## Data for this task
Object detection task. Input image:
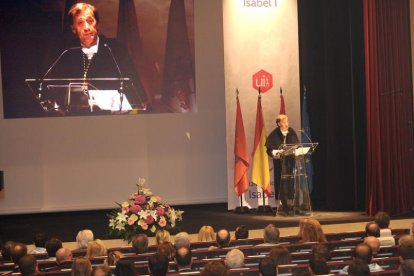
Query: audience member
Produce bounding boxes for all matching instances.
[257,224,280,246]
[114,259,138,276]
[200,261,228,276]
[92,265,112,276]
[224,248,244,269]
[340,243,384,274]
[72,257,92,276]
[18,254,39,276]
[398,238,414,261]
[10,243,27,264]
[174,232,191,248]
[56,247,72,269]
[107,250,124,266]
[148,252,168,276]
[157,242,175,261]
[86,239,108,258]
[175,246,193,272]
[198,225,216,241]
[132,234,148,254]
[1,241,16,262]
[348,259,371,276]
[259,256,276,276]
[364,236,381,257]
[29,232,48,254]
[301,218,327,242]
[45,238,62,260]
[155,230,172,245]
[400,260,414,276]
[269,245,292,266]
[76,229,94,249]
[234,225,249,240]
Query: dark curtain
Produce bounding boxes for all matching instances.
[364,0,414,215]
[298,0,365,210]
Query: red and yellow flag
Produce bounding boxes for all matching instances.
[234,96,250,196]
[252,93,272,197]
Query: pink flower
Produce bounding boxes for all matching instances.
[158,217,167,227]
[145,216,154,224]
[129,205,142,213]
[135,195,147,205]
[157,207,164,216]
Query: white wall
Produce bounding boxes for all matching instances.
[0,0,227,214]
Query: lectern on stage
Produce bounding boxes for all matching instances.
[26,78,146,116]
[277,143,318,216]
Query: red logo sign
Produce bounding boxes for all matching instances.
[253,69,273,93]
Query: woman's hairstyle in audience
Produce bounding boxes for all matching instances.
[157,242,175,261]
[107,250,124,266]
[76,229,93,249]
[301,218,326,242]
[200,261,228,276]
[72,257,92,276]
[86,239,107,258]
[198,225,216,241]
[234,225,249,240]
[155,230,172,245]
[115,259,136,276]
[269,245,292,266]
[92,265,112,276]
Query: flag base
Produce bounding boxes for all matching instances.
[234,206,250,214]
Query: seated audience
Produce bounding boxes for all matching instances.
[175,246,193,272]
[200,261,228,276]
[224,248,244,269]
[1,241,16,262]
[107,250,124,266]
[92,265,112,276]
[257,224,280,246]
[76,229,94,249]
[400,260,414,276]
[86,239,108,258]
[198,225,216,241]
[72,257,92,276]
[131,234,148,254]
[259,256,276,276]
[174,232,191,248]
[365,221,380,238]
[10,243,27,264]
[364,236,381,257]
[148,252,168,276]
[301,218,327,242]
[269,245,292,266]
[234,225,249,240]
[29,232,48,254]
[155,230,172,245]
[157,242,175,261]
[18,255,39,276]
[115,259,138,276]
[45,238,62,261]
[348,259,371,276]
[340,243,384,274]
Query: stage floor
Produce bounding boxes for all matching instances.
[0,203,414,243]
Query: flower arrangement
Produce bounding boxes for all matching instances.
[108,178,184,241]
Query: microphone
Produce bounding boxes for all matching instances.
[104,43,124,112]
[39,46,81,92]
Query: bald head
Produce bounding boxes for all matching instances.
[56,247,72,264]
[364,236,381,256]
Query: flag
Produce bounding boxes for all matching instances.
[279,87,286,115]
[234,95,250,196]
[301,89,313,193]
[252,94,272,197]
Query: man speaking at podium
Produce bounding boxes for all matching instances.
---
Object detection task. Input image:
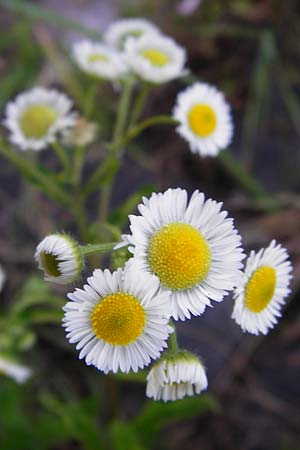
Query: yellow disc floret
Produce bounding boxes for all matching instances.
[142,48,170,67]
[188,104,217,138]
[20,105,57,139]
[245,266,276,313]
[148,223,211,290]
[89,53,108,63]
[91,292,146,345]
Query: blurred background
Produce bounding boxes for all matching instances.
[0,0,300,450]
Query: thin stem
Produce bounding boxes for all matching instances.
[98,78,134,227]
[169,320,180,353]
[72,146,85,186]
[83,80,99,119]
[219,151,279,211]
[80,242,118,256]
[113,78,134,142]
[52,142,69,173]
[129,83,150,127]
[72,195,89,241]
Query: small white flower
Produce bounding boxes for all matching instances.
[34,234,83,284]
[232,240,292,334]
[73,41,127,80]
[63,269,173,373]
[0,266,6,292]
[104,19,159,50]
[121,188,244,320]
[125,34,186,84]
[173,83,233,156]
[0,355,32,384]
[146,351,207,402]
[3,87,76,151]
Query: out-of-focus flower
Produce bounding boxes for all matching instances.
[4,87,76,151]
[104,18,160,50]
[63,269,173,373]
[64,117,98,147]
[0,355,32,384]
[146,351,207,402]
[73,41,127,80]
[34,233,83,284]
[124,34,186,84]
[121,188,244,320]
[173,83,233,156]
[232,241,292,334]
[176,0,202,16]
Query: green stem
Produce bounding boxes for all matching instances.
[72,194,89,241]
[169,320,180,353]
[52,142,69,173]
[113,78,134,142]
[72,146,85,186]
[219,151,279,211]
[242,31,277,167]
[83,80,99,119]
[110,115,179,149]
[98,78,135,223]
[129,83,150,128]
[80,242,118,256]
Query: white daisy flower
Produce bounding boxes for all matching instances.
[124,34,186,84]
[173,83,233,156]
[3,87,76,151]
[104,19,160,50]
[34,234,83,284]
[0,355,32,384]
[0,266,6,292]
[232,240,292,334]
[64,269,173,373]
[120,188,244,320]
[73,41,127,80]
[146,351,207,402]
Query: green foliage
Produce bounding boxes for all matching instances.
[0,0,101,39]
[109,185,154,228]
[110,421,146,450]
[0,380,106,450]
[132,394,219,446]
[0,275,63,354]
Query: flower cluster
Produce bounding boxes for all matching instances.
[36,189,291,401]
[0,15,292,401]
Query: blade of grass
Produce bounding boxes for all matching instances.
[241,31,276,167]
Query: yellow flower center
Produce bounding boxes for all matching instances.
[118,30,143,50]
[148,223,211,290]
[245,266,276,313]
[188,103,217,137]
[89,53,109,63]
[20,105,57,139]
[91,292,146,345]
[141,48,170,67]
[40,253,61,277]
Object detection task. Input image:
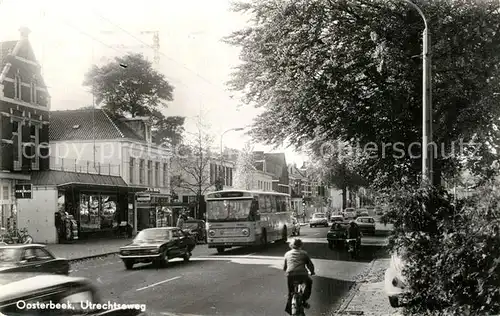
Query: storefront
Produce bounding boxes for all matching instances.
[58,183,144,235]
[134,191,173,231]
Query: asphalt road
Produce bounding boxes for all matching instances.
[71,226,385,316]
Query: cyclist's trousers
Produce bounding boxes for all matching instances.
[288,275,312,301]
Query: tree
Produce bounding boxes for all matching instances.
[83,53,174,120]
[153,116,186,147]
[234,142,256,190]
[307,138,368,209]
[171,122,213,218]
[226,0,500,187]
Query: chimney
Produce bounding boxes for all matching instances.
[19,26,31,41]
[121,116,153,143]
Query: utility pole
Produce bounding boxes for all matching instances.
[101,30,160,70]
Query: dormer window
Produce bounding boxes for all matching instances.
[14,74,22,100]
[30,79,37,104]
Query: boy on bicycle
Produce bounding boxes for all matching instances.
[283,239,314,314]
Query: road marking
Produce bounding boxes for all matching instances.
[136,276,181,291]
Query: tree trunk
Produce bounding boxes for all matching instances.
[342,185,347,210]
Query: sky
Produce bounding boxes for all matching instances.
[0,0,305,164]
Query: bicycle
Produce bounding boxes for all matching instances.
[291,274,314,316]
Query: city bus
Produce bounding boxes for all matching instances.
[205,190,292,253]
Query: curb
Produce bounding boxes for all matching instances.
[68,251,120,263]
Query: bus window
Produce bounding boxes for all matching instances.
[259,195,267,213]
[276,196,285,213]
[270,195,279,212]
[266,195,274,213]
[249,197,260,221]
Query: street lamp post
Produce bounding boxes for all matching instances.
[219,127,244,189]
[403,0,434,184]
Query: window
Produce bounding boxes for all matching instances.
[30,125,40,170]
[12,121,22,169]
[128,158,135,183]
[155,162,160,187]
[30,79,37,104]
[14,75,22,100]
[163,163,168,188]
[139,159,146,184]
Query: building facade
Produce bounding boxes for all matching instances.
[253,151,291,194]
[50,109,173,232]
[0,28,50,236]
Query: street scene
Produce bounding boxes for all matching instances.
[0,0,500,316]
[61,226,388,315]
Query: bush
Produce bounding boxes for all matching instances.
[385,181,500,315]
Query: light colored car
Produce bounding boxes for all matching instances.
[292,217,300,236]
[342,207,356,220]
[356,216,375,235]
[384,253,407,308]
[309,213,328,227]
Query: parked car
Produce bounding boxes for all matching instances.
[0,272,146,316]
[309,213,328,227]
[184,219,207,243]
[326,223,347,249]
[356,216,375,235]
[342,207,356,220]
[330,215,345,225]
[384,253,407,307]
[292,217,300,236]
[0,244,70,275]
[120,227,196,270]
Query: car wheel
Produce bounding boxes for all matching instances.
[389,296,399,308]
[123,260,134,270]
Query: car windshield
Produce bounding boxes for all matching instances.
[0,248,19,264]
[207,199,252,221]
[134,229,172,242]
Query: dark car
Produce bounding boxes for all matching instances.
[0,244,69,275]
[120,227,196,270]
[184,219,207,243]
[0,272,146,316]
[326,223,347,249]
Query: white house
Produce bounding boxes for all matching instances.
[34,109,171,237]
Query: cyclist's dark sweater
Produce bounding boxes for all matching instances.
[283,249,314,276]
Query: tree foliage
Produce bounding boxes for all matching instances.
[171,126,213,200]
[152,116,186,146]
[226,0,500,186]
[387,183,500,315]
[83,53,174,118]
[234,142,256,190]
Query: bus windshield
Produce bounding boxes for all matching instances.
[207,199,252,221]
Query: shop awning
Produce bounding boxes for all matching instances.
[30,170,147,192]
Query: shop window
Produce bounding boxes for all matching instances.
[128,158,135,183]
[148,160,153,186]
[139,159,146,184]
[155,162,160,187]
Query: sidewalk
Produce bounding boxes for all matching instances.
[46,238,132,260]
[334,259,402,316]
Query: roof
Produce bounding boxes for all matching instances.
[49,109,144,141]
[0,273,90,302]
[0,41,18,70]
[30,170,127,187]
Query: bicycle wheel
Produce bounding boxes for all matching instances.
* * *
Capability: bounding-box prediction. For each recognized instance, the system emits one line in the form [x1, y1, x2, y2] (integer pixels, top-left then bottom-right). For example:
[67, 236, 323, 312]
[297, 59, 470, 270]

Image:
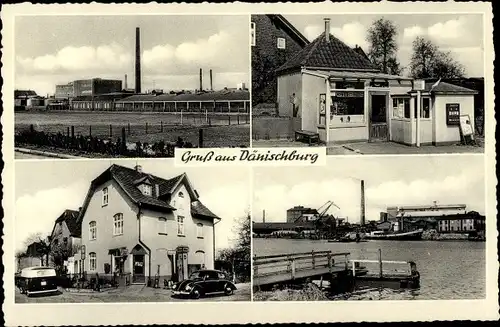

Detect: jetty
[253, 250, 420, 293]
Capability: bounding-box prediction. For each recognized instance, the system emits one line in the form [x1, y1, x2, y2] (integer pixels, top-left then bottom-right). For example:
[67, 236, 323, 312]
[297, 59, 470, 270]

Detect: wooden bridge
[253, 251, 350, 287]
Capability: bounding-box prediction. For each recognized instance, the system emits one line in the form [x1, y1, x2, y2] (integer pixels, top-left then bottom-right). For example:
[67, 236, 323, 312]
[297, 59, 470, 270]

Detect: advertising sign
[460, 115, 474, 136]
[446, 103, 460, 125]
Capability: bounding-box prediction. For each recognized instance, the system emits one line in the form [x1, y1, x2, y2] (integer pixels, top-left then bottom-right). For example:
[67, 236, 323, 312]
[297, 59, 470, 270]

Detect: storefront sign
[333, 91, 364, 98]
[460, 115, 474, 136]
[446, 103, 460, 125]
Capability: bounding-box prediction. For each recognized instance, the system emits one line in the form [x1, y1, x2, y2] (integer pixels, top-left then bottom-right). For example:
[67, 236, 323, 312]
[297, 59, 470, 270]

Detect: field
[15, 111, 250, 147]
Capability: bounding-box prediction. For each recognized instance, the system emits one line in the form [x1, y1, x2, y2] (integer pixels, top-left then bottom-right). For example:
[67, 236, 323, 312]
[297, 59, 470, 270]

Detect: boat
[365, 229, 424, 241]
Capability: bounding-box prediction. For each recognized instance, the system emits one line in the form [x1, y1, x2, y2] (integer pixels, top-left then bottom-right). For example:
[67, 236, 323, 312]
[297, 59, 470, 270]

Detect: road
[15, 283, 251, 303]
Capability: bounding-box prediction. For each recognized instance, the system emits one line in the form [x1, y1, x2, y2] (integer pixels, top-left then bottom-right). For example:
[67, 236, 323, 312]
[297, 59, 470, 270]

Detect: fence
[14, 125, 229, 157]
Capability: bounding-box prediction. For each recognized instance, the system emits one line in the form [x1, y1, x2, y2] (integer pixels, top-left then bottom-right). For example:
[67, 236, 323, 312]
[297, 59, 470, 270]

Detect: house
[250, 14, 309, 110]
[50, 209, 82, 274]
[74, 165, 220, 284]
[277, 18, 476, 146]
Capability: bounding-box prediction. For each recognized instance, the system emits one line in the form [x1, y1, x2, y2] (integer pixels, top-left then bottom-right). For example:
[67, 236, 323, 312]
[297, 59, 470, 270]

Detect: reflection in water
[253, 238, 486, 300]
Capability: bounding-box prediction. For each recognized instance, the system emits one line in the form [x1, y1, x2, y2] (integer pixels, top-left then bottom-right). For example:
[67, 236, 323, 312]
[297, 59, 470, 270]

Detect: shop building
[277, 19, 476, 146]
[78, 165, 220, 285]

## Task requirements
Count the lines in the records above that contain the string "wheel", with case counting. Give only the number.

## Result
2